### Reading text
BEGIN
Prices for the synthetically produced "hues" are between two-thirds and one-half the cost of the real thing. In one art supply store, the retail price for a small tube of Winsor & Newton Cadmium Red Medium was twice the cost of its Cadmium Red Hue, and Liquitex's Cerulean Blue cost 30 percent more than the Cerulean Blue Hue. The permanency rating for the "hues" is largely the same as the traditional colors they might substitute for and the colors will not be identical.
The cadmium red hue and the cobalt blue hue, for instance, shift a bit to the violet, while phthalocyanine sometimes shifts to green. If they choose paints with synthetic ingredients, artists will pay less, but they'll have to be more observant, correcting the color shifts by adding yellow to the cadmium hue and green to the cobalt hue. The hues are not the same, and artists find themselves having to work harder to preserve what they thought they had.

Perhaps, between 20 and 30 percent of all professional artist paints contain synthetic pigments, increasing to perhaps 40 percent for supplies just under artist grade, with almost all student grade paints being substitute ingredients.

The synthetic pigments clearly have benefits and some drawbacks -- or, at least, give rise to new battles among art supply manufacturers. The more expensive iron oxides, such as burnt siena, Indian red or yellow and raw umber, are literally dug out of the ground and tend, because of their source, to have impurities. The lab-created pigments, on the other hand, have few impurities and also a higher tinting strength, requiring the addition of inert pigments -- such as aluminum hydrate, berium sulphite and calcium carbonate -- to tone down the color. The result is that the new generation of paints tend to have less cadmium in cadmium, less cobalt in cobalt, with other ingredients added -- such as enhancers or toners -- for opacity, body, consistency, brightness, value and to eliminate excess oil. All this requires artists to assume less about the paints they use and to learn more about what goes into their supplies.

This becomes a problem because not all manufacturers of artists' materials label their products in the same way. Part of the system established for labeling by the Philadelphia-based American Society of Testing and Materials requires manufacturers to list on the product label the enhancers used when they comprise more than two or three percent (by volume) of the material. Not all American companies, however, subscribe to the ASTM standard, and few European suppliers do. The result is that artists may find themselves purchasing what is labeled as pure cadmium but that actually contains a considerable amount of toner (dye color). It is a concern for which few artists or hobbyists these days are prepared.
END
### What you need to do
1. In the text about synthetic artist paints, which way do the cadmium red hue and the cobalt blue hue shift?
2. Continue the text about synthetic artist paints from where it stops.

### Entries shown
BEGIN
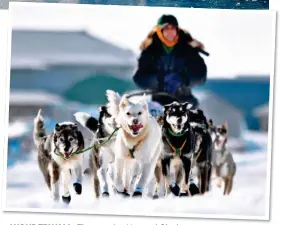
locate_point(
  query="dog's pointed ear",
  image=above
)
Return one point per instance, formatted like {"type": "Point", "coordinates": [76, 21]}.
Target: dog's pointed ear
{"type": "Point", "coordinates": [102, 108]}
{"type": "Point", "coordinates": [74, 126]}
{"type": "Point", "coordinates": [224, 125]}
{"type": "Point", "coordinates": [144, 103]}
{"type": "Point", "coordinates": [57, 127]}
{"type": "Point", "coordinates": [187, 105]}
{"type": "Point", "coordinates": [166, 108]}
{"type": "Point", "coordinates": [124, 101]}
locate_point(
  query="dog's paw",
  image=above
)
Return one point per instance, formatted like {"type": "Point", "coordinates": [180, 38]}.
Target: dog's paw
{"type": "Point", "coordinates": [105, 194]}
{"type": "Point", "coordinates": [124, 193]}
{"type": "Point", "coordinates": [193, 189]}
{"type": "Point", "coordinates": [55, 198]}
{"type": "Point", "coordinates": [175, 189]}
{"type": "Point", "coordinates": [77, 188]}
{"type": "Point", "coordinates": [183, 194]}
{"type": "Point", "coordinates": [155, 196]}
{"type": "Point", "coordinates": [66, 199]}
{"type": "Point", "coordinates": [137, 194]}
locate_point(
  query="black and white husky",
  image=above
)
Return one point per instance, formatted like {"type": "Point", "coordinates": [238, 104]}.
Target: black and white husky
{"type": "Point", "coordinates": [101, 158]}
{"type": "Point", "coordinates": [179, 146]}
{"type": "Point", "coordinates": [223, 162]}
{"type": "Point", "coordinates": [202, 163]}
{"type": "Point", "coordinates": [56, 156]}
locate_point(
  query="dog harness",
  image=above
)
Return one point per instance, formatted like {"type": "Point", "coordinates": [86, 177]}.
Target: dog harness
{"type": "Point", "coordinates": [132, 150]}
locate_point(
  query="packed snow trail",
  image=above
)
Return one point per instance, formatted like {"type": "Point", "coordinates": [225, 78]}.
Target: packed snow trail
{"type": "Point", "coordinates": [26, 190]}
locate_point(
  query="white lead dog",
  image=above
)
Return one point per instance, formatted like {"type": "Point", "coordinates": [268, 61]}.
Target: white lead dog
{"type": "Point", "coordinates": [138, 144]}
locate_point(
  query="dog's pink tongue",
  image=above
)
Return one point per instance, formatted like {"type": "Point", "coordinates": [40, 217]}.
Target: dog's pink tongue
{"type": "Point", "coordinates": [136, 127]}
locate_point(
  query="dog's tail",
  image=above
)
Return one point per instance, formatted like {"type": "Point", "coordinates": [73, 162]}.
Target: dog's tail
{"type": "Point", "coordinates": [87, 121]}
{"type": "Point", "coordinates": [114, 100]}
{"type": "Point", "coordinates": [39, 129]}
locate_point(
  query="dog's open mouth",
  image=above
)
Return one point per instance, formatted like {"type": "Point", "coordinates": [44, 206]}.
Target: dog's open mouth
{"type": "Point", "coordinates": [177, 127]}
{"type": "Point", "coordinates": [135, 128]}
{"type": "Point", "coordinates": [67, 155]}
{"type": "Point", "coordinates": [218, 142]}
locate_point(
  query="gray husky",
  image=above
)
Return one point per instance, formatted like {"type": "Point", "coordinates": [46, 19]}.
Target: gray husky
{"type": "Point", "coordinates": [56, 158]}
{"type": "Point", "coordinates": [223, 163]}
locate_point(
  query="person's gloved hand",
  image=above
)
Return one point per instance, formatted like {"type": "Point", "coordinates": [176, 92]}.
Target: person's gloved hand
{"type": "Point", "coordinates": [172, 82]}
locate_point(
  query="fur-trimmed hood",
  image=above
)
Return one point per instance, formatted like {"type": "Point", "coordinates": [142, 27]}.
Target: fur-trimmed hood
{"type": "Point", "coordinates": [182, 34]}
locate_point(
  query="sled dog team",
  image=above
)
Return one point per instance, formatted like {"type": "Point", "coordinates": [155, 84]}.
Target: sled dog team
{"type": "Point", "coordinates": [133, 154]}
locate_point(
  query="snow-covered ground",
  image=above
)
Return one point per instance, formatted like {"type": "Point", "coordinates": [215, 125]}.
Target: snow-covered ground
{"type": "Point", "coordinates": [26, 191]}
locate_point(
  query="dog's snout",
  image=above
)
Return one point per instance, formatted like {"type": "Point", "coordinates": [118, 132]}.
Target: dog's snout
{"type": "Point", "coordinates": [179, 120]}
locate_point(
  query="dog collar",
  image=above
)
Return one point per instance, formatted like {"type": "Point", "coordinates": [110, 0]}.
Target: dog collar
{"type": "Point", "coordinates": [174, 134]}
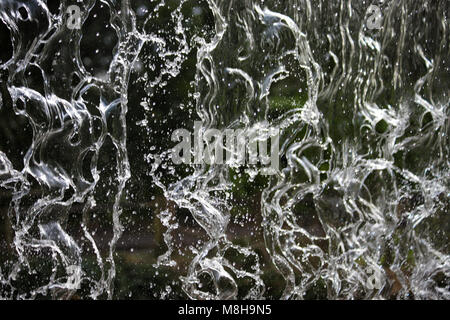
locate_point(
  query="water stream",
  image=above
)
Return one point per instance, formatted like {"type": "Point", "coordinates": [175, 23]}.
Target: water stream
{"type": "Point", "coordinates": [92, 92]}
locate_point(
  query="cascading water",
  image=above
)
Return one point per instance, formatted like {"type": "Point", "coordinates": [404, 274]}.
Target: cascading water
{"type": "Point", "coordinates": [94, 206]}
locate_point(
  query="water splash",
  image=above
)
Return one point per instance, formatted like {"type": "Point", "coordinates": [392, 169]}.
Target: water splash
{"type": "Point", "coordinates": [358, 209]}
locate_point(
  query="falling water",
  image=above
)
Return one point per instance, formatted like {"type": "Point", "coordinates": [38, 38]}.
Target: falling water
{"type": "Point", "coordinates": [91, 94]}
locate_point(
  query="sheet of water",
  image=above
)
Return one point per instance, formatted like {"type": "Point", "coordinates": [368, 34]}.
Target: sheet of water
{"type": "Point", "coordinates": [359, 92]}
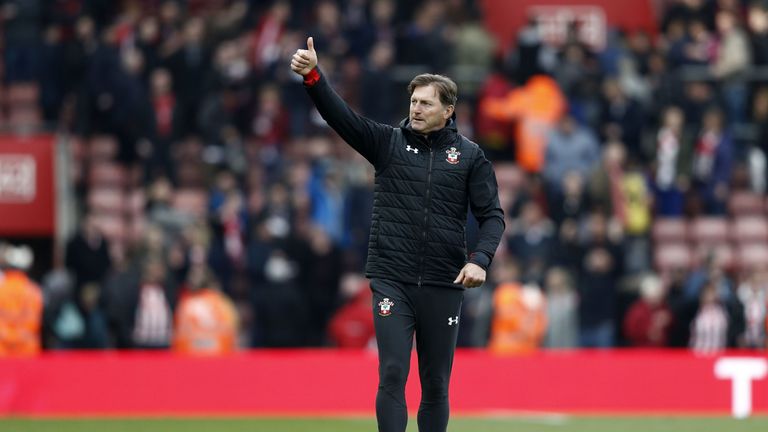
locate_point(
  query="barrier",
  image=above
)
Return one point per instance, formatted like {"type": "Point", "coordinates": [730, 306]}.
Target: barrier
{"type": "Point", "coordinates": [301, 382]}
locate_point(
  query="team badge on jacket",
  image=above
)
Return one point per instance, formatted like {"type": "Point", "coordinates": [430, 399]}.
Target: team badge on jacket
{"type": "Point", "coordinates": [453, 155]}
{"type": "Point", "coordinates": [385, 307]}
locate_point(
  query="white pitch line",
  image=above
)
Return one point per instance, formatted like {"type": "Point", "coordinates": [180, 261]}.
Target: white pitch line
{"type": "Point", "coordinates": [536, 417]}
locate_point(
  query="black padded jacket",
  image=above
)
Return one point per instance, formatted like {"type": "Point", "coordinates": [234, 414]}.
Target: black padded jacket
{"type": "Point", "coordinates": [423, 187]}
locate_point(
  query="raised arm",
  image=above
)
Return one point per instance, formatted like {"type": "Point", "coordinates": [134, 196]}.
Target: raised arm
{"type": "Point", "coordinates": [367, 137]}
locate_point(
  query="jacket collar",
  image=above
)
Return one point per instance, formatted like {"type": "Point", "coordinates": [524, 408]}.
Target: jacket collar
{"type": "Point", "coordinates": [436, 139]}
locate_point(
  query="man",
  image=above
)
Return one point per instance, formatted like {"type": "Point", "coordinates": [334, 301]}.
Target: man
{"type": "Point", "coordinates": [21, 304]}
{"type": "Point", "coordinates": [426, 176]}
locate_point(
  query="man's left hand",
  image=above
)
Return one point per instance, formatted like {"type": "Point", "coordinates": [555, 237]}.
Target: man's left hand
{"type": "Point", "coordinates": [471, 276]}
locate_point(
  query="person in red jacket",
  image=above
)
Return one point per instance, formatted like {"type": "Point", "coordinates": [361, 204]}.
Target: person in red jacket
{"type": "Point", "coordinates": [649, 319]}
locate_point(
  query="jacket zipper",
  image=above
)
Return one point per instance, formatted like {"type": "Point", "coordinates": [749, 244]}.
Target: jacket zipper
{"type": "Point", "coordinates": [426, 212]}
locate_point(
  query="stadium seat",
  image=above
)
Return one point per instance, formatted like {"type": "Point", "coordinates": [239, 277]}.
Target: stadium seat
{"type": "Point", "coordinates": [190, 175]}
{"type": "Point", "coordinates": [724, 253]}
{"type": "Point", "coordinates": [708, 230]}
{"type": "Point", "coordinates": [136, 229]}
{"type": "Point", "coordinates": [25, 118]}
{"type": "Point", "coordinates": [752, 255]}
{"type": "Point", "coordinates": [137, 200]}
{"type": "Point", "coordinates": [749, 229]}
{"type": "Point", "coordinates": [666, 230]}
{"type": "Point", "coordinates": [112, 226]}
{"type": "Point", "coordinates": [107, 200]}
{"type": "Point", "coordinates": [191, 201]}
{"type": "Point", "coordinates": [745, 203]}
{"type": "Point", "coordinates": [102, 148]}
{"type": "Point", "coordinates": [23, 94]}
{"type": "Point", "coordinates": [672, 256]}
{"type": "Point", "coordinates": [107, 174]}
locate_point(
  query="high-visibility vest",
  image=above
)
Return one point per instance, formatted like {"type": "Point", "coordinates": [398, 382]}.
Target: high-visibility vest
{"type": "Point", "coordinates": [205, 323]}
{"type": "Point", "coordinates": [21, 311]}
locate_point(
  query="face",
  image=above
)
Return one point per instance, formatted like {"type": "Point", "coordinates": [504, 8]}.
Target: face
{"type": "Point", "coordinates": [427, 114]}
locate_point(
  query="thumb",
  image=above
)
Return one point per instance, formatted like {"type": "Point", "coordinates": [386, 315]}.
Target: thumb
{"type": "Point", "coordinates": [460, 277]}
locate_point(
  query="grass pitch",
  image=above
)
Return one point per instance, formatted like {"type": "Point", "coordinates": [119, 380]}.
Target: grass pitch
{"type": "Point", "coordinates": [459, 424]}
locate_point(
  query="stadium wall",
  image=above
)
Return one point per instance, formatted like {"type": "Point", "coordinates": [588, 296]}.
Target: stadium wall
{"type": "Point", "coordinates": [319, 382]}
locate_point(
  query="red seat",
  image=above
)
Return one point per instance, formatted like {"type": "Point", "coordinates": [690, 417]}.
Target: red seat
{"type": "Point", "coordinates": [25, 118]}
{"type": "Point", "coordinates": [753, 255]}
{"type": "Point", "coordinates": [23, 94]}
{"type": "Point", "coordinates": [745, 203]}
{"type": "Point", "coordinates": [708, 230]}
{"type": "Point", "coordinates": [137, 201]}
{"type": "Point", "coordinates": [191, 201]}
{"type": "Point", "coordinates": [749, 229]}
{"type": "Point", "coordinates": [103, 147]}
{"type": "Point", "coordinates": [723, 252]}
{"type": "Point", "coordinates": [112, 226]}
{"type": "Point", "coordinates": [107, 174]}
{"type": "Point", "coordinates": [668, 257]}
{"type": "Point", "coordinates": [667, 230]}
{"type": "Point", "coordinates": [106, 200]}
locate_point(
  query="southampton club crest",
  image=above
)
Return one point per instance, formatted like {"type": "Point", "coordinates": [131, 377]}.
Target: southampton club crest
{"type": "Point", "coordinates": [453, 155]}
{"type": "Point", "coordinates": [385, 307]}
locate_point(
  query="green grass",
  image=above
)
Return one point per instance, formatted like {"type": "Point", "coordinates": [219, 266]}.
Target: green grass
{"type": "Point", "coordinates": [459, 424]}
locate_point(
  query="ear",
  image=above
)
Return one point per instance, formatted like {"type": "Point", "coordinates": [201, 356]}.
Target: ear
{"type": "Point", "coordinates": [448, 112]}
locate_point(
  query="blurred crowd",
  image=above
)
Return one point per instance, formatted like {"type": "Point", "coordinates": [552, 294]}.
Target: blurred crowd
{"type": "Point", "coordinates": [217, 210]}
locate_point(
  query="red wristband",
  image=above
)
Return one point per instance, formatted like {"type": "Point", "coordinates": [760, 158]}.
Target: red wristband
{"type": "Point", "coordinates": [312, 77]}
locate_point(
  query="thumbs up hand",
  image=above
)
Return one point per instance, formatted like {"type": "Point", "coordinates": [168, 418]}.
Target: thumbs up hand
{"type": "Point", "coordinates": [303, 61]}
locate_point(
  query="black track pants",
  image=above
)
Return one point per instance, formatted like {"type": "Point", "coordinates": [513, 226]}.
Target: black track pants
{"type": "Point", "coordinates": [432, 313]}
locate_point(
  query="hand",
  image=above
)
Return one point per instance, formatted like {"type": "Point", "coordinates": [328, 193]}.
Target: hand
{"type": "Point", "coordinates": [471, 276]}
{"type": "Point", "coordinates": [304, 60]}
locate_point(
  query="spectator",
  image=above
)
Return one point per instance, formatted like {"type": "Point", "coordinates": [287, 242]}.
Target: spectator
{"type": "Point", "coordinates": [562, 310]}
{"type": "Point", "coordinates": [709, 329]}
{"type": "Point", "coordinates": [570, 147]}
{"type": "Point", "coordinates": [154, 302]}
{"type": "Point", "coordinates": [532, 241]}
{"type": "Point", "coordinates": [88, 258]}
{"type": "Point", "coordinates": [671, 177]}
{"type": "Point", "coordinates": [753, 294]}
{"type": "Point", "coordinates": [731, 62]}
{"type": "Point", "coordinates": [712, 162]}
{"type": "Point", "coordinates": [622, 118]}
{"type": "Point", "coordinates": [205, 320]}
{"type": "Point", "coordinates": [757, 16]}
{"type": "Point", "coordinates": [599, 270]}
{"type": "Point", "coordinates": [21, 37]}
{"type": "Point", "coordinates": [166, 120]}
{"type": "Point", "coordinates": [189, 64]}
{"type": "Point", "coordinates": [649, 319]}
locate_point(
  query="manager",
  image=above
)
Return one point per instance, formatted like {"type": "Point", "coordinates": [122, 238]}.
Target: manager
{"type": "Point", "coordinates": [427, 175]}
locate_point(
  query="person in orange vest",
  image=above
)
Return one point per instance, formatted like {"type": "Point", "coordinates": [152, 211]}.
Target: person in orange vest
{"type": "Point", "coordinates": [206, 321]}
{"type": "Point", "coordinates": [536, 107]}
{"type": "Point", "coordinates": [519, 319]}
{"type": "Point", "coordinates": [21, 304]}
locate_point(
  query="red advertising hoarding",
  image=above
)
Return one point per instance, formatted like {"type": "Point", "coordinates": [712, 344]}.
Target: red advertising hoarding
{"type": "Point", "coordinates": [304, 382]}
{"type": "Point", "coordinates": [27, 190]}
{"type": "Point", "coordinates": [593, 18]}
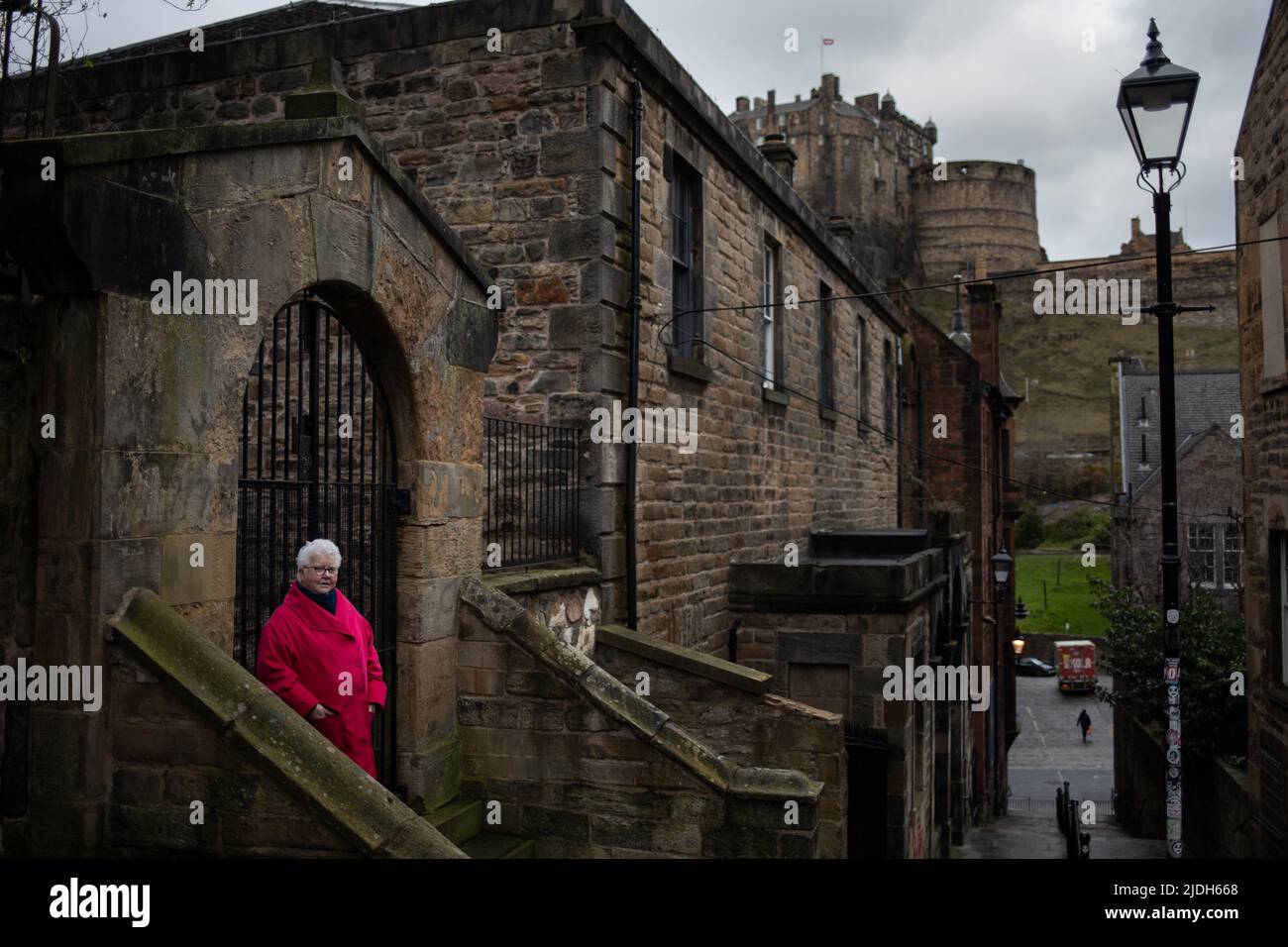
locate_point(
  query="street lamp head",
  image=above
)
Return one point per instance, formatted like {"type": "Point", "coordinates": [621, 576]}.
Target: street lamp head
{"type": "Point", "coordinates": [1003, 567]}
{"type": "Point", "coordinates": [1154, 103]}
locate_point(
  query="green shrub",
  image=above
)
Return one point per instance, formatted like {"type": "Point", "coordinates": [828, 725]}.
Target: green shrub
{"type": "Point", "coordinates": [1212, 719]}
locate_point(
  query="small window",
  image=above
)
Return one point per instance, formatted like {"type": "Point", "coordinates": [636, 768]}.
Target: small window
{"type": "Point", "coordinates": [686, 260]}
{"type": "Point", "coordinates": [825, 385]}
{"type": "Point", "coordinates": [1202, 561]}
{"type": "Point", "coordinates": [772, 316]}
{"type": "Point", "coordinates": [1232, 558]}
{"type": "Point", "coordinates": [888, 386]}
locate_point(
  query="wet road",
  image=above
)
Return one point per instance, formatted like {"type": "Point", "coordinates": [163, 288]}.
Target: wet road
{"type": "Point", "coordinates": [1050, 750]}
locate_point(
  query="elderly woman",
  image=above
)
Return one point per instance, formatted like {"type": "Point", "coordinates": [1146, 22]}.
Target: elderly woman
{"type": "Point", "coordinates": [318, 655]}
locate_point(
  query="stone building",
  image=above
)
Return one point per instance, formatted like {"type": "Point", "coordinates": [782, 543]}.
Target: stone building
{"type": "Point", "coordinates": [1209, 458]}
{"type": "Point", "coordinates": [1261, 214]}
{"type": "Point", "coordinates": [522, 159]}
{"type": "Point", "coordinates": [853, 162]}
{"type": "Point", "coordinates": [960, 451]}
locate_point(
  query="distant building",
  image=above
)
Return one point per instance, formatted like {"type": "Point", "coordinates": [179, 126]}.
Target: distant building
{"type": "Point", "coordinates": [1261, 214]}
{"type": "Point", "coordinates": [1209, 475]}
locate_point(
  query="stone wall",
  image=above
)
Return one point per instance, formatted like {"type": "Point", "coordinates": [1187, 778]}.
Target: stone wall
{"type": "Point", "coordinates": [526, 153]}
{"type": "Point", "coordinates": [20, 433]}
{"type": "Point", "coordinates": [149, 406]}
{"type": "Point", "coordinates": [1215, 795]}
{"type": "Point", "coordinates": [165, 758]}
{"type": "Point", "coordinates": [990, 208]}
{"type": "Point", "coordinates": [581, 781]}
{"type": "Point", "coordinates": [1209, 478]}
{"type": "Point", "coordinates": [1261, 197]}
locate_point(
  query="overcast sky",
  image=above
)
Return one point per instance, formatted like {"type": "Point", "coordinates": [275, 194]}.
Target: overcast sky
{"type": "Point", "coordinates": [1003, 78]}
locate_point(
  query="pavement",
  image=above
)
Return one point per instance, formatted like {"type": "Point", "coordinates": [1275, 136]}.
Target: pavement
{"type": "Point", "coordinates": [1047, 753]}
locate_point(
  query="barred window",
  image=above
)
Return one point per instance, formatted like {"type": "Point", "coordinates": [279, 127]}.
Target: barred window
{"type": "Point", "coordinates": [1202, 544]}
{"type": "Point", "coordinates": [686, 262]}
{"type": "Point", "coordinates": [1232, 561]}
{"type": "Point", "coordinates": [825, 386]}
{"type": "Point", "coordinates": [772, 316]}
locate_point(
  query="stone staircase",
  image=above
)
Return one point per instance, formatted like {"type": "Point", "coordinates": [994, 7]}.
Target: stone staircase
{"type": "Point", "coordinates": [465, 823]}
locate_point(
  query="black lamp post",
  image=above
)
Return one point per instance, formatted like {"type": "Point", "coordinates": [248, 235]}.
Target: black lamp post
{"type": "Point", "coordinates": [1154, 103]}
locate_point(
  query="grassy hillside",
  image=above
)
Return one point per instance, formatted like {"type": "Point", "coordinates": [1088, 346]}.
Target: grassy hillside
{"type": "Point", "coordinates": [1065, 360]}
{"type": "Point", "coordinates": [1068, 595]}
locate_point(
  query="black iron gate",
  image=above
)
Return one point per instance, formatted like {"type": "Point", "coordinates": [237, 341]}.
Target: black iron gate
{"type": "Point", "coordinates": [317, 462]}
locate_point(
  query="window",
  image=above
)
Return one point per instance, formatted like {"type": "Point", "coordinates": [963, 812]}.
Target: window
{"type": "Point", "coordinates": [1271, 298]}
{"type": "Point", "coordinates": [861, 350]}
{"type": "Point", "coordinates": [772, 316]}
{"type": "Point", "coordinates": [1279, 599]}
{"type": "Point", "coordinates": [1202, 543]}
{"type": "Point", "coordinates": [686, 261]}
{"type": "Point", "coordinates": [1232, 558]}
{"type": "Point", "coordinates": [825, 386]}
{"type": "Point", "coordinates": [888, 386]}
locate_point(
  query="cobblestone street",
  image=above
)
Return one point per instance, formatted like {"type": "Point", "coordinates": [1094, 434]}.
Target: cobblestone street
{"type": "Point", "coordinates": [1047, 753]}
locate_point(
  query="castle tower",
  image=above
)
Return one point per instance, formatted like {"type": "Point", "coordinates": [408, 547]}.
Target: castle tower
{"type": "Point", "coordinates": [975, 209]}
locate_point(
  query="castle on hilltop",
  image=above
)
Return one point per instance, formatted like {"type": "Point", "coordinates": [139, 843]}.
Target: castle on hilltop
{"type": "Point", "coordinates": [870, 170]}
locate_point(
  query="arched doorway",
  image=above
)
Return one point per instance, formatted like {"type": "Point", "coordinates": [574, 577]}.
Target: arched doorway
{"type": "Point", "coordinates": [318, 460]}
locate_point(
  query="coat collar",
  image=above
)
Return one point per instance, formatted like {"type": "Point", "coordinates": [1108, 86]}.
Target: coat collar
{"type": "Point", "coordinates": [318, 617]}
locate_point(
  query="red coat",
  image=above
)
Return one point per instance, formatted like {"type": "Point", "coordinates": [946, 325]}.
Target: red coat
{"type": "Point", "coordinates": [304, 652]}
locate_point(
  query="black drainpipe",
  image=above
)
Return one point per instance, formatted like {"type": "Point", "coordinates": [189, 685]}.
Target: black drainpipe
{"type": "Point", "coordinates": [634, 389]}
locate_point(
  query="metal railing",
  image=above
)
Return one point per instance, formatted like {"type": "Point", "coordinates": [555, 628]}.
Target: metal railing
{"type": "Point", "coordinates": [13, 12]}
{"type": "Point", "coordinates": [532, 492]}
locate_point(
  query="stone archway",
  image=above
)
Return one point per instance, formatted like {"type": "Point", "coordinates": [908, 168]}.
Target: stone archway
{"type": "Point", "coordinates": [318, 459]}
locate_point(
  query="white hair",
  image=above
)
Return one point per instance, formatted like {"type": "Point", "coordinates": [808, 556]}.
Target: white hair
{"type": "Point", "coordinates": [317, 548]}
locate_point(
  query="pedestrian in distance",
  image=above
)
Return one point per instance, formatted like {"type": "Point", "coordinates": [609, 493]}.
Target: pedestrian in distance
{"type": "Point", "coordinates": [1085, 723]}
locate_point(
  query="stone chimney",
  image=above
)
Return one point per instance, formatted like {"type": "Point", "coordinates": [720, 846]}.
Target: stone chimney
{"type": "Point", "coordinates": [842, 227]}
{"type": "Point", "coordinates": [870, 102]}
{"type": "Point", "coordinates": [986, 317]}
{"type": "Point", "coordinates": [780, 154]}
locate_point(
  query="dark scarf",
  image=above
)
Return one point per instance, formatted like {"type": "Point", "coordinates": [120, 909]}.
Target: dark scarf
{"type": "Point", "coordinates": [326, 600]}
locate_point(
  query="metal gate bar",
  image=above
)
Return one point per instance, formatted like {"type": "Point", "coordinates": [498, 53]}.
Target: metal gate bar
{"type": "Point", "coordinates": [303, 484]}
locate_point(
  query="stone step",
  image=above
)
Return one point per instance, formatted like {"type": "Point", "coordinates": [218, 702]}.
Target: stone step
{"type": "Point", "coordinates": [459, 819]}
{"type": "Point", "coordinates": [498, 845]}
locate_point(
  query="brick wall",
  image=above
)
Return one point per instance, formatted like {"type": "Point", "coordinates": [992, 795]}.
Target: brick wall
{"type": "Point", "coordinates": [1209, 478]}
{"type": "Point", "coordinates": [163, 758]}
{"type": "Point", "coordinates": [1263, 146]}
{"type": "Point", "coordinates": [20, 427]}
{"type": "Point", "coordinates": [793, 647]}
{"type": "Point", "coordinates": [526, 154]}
END
### Responses by item number
1. A bit to the violet.

2.
The hues and proprietary color descriptions are obviously one example. Most tubes of artist paints include a number that corresponds to a standardized Color Index, a nine-volume reference that is jointly produced by Society of Dyers and Colourists in England (P.O. Box 244 Perkin House, 82 Grattan Road, Bradford West Yorkshire BD1 2JB) and the American Association of Textile Chemists and Colorists in the United States (One Davis Drive, P.O. Box 1215 Research Triangle Park, NC 27709-2215). One may also contact the American Society of Testing and Materials (100 Barr Harbor Drive, West Conshohocken, PA 19428, 610-832-9500) for precise descriptions of pigments and the durability of pigments.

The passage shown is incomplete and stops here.